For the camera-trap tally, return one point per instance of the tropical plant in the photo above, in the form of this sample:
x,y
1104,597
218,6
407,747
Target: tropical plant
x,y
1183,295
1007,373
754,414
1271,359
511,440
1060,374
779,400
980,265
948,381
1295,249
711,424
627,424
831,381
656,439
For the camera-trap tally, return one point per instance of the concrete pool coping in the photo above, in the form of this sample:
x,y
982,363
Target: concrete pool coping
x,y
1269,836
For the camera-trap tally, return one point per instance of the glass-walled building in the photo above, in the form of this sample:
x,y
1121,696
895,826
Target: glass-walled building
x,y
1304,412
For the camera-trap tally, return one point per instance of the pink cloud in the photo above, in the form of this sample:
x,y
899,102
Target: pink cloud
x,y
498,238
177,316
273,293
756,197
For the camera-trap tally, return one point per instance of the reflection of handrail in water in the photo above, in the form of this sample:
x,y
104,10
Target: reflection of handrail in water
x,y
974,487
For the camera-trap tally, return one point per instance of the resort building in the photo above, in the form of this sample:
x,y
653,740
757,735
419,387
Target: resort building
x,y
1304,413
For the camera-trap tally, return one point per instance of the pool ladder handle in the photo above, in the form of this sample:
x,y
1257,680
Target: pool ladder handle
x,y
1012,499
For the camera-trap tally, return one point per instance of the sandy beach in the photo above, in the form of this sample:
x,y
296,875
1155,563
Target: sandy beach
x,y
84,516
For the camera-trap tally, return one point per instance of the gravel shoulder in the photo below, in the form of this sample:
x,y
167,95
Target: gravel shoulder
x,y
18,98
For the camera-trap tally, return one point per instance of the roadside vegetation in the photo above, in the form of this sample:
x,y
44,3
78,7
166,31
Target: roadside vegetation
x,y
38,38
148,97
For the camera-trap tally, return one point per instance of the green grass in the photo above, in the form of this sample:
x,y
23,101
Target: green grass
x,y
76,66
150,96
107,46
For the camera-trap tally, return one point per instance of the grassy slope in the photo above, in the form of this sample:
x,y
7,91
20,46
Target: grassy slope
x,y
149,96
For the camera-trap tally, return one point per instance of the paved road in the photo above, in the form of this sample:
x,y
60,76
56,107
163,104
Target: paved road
§ §
WHAT YOU NEED TO DO => Each entry is to be given again, exactly as it stands.

ANSWER FOR THE TASK =>
For the camera-trap tally, return one point per instance of the tropical plant in the photo above, in the form of this sample:
x,y
1104,597
218,6
407,747
Target: tropical plant
x,y
1183,295
1007,373
754,414
1271,359
511,440
1060,374
779,400
980,265
948,381
1295,249
711,424
627,424
831,381
656,439
For the camera-trap tally, return one point per instance of the concrete pool coping in the photo above, in the form of this sample:
x,y
982,363
Target: concrete pool coping
x,y
1269,836
For the camera-trap tally, return one point per instance of the glass-walled building in the photo above, in the form of this sample:
x,y
1121,696
895,826
Target: glass-walled building
x,y
1304,412
For the camera-trap tally, return one point per instance of the pink cloud in the photo above, in the form of this sample:
x,y
899,102
Target: pink cloud
x,y
498,238
177,316
273,293
756,197
For the camera-trap tally, return one point per instance of the reflection of handrail in water in the photo above, in the form of this sample:
x,y
104,10
Target: reflection of handrail in water
x,y
974,487
For the camera-trap tally, return one point per instance of the resort building in the photo above, in the form of this sample:
x,y
653,740
757,735
419,387
Target: resort building
x,y
1304,413
For the camera-trap tally, return one point per instance of the pool ladder handle in the photo above, in the form of this sample:
x,y
1257,680
Target: pool ladder handle
x,y
1012,499
For the camera-trap tally, return one point per instance of the sandy beach in the photo above, in the form of this sample:
x,y
296,875
1155,563
Target: sandy beach
x,y
84,516
For the camera-trap tally, return one point per instance of the gravel shoulder in the photo below, in the form of this sample:
x,y
167,95
Target: gravel shoulder
x,y
18,98
For the camera-trap tally, return one point per instance of the roadside vegetation in the photo above, in the form of this sample:
x,y
44,3
78,7
166,31
Target: roadside vegetation
x,y
38,38
148,97
For the camera-trap tally, return one point per instance of the green grass in the photo above, in the form of this sample:
x,y
23,101
Target: green grass
x,y
76,66
150,96
107,46
For the camera-trap tally, return one point per instance of the grassy slope in the photo above, in the form of this sample:
x,y
7,91
20,46
Target: grassy slope
x,y
149,96
For the camera-trap tally, return one point per instance of the paved road in the photo above, in the form of this sample:
x,y
60,76
56,107
163,104
Target: paved road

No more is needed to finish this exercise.